* [GIVEN TASK A]:
Name every difference from RDDs that the PySpark DataFrame page lists.
* [GIVEN TASK B]:
Use the PySpark DataFrame page to answer these:
(i) What is a DataFrame conceptually equivalent to?
(ii) Which languages does it work with?
(iii) In the explicit schema, which field is marked as not nullable?
* [GIVEN TASK C]:
Pick up the PySpark DataFrame page after its last line and write what comes next.

* [SELECTED EXTRACT]:
PySpark DataFrame Operations

Catalyst Optimization Pipeline

Architecture Diagram

Detailed Explanation

1. DataFrame Fundamentals

A DataFrame in PySpark is a distributed collection of data organized into named columns, conceptually equivalent to a table in a relational database.

Key Differences from RDDs:

Schema awareness: Know the data types of each column
Catalyst optimizer: Automatically optimize query plans
Tungsten execution: Efficient memory management and code generation
Language integration: Works with Python, Scala, Java, and R

2. Schema Design Patterns

Schema design is critical for performance and data quality.

Explicit Schema Definition:

from pyspark.sql.types import StructType, StructField, StringType, IntegerType

schema = StructType([
    StructField("id", IntegerType(), False),  # Not nullable
    StructField("name", StringType(), True),  # Nullable
    StructField("age", IntegerType(), True)   # Nullable
])

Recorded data
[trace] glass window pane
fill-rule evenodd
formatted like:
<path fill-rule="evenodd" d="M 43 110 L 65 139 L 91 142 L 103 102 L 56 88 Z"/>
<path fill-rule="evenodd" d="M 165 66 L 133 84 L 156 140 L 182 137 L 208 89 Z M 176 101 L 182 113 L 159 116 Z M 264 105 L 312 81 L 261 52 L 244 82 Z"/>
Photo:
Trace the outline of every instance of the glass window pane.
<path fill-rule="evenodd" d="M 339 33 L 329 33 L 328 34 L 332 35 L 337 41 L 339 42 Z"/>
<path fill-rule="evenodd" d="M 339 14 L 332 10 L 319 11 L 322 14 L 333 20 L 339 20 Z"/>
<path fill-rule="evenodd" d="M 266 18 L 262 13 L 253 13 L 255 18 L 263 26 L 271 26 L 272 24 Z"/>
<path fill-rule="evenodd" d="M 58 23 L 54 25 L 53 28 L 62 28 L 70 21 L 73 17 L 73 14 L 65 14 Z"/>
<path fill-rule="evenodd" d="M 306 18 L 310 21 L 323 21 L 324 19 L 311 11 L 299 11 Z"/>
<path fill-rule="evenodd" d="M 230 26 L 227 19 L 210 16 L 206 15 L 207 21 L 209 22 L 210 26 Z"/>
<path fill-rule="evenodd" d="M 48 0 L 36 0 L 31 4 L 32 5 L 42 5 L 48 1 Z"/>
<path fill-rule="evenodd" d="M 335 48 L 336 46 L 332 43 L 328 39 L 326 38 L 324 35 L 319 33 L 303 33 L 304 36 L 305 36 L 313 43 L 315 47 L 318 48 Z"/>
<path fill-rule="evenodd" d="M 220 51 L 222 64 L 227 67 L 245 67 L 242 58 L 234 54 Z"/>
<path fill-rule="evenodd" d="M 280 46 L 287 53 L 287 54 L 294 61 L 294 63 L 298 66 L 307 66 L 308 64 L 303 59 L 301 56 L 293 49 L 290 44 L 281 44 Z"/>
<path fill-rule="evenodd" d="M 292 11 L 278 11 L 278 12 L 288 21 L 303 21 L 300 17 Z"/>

* [REPLY A]:
Schema awareness, Catalyst optimizer, Tungsten execution, Language integration

* [REPLY B]:
(i) A table in a relational database
(ii) Python, Scala, Java, and R
(iii) id

* [REPLY C]:
Schema Considerations:

Use appropriate data types (IntegerType vs LongType)
Nullable fields add overhead; set nullable=False when possible
Nested structures (StructType, ArrayType, MapType) affect query patterns
Avoid deep nesting (>3 levels) for performance

3. Catalyst Optimizer Deep Dive

The Catalyst optimizer transforms logical query plans through several phases:

Analysis Phase:

Resolves column references to specific tables
Validates function names and types
Handles implicit type casts

Optimization Phase:

Predicate pushdown: Filters pushed closer to data source
Column pruning: Only required columns are read
Constant folding: Compile-time evaluation of constant expressions
Join reordering: Optimal join order based on statistics
Subquery elimination: Convert to joins

Physical Planning:

Generates multiple physical execution strategies
Cost-based optimization using table and column statistics
Decides between broadcast joins, sort-merge joins, etc.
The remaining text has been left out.